→ **What the task requires**
Without the images, write out all of the following entries exactly.

(Excerpts of annotation records)

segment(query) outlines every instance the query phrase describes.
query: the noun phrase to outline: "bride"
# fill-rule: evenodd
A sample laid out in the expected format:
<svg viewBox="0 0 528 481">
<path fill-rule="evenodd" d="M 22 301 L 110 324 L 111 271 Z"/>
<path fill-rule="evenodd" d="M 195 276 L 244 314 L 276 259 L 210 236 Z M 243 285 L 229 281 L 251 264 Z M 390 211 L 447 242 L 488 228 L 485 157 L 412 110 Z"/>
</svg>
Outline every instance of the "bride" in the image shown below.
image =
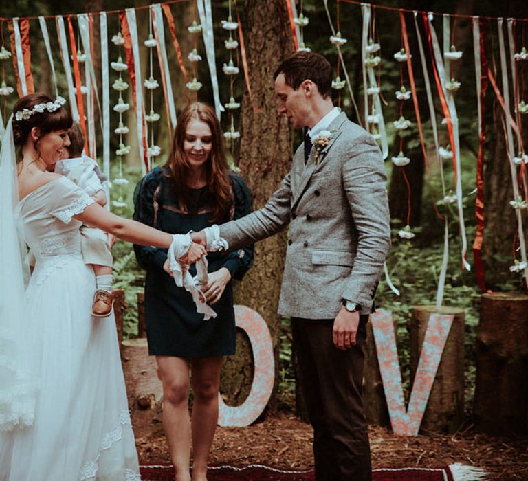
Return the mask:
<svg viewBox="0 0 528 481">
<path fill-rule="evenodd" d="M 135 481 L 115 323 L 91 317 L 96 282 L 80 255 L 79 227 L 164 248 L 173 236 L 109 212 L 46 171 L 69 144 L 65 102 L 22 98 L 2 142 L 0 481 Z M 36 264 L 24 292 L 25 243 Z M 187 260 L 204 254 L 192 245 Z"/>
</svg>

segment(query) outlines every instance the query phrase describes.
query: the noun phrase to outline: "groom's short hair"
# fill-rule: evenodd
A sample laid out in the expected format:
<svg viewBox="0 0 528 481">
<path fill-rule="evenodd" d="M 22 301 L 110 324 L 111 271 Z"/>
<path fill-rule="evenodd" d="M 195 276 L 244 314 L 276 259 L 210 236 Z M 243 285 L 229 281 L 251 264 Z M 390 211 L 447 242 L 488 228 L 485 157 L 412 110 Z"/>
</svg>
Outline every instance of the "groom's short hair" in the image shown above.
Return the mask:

→ **Expected answer**
segment(query) outlines every instance the query phrase describes.
query: the noun phrase to outline: "bride"
# fill-rule: evenodd
A sample laid out in the expected format:
<svg viewBox="0 0 528 481">
<path fill-rule="evenodd" d="M 22 301 L 110 324 L 111 271 Z"/>
<path fill-rule="evenodd" d="M 195 276 L 244 314 L 276 259 L 210 236 Z M 243 285 L 229 281 L 251 264 Z M 390 211 L 447 242 L 488 228 L 485 157 L 412 110 Z"/>
</svg>
Outline every instance of the "bride" in the image shown below.
image =
Return the mask:
<svg viewBox="0 0 528 481">
<path fill-rule="evenodd" d="M 135 481 L 115 323 L 91 317 L 96 282 L 80 255 L 79 227 L 164 248 L 173 236 L 109 212 L 46 171 L 69 144 L 65 102 L 22 98 L 2 142 L 0 481 Z M 36 264 L 24 292 L 25 243 Z M 187 260 L 204 254 L 192 245 Z"/>
</svg>

segment(query) outlines every instance the query phrase describes.
query: the noun phrase to outline: "groom's short hair"
# fill-rule: evenodd
A sample laid out in the expected format:
<svg viewBox="0 0 528 481">
<path fill-rule="evenodd" d="M 22 301 L 110 324 L 111 271 Z"/>
<path fill-rule="evenodd" d="M 195 276 L 244 314 L 276 259 L 210 236 Z M 243 285 L 229 281 L 251 264 Z M 390 211 L 447 242 L 488 228 L 485 157 L 412 110 Z"/>
</svg>
Outline every instance of the "groom's short hair" in the image shown above.
Return the mask:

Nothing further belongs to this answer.